EXERCISE TASK:
Rewrite the records below with "report the coordinates" replaced by "return the coordinates" everywhere it occurs. Keep everything else unchanged.

RECORDS SHOWN:
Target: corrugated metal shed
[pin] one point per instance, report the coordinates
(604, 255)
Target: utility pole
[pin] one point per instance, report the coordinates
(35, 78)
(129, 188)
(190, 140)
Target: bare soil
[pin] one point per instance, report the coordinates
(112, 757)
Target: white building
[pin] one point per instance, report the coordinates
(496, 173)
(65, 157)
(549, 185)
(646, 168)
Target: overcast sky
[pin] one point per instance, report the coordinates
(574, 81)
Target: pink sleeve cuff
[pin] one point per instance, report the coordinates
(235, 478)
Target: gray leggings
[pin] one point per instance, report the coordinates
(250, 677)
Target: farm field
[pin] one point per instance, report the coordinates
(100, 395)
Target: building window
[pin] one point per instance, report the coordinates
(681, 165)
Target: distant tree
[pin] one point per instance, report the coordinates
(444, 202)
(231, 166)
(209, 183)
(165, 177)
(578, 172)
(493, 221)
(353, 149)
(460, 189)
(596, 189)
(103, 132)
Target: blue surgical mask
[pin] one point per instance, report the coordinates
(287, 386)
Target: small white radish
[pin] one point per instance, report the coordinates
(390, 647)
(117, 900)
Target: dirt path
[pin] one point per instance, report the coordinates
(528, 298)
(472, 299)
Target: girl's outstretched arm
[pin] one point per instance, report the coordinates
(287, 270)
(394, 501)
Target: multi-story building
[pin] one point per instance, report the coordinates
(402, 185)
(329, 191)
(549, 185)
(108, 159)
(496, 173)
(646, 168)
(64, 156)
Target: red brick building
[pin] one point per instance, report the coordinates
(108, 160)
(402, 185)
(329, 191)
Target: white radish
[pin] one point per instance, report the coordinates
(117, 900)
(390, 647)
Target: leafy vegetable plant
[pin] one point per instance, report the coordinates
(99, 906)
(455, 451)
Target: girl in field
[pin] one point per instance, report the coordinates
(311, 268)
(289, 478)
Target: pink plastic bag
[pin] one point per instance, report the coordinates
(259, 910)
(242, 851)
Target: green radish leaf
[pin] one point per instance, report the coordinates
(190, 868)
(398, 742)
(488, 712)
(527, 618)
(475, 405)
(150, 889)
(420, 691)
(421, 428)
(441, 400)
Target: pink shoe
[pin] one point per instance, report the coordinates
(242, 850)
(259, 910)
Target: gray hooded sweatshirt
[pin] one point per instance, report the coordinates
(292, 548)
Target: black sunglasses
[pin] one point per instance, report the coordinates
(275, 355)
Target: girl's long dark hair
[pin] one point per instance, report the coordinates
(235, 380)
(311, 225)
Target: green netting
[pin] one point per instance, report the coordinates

RESPONSE:
Target: corrugated metal shed
[pin] one point per instance, return the coordinates
(604, 255)
Target: utility pole
[pin] one point per instance, return the coordinates
(35, 78)
(129, 188)
(190, 140)
Target: bare soil
[pin] one point per instance, return the coordinates
(112, 757)
Target: white building
[pin] one point per instance, return the coordinates
(496, 173)
(65, 157)
(549, 185)
(646, 168)
Target: overcast sky
[pin] one point per instance, return the coordinates
(574, 81)
Target: pink sleeve cuff
[pin] one point per instance, return the coordinates
(235, 478)
Target: gray leggings
[pin] one point per instance, return the coordinates
(250, 677)
Target: farm field
[pin] one point per instance, return the coordinates
(100, 395)
Target: building window
[pin] one point per instance, return the coordinates
(681, 165)
Target: distant tree
[pin] one point per instance, return the coordinates
(444, 202)
(231, 166)
(209, 183)
(165, 177)
(578, 172)
(493, 221)
(353, 149)
(460, 189)
(596, 189)
(103, 132)
Target: blue surgical mask
[pin] one point per instance, return the coordinates
(287, 386)
Target: small white radish
[pin] one point per instance, return the coordinates
(390, 647)
(117, 900)
Target: dirt path
[pin] one point per instance, return the coordinates
(528, 298)
(472, 299)
Target: girl's outstretched arm
[pin] one point per instance, return the coordinates
(287, 270)
(394, 501)
Target: multi-story building
[pin] one point per instance, return the coordinates
(402, 185)
(329, 191)
(549, 185)
(108, 159)
(496, 173)
(646, 168)
(64, 156)
Target: red brick building
[pin] one point per instance, return the coordinates
(108, 160)
(402, 185)
(329, 191)
Target: white radish
[pin] one point per instance, return the coordinates
(117, 900)
(390, 647)
Target: leafy vegetable plant
[pin] one point per instance, return the coordinates
(99, 906)
(455, 451)
Target: girl in field
[pin] one point per instance, return the coordinates
(311, 268)
(289, 478)
Target: pink plastic bag
[pin] one point per instance, return the coordinates
(259, 910)
(242, 851)
Target: green radish leaf
[pin] one point per instance, return the coordinates
(190, 868)
(398, 742)
(488, 712)
(527, 618)
(475, 405)
(150, 889)
(420, 691)
(421, 428)
(441, 400)
Target: pink shoe
[pin] one point per instance, return the coordinates
(242, 850)
(259, 910)
Target: gray hooded sweatshirt
[pin] one point per instance, return the coordinates
(292, 548)
Target: black sunglasses
[pin] one point per instance, return the coordinates
(275, 355)
Target: girl's long dark hair
[pin] one point per instance, return the coordinates
(235, 380)
(311, 225)
Target: green netting
[pin] one point per instance, return the coordinates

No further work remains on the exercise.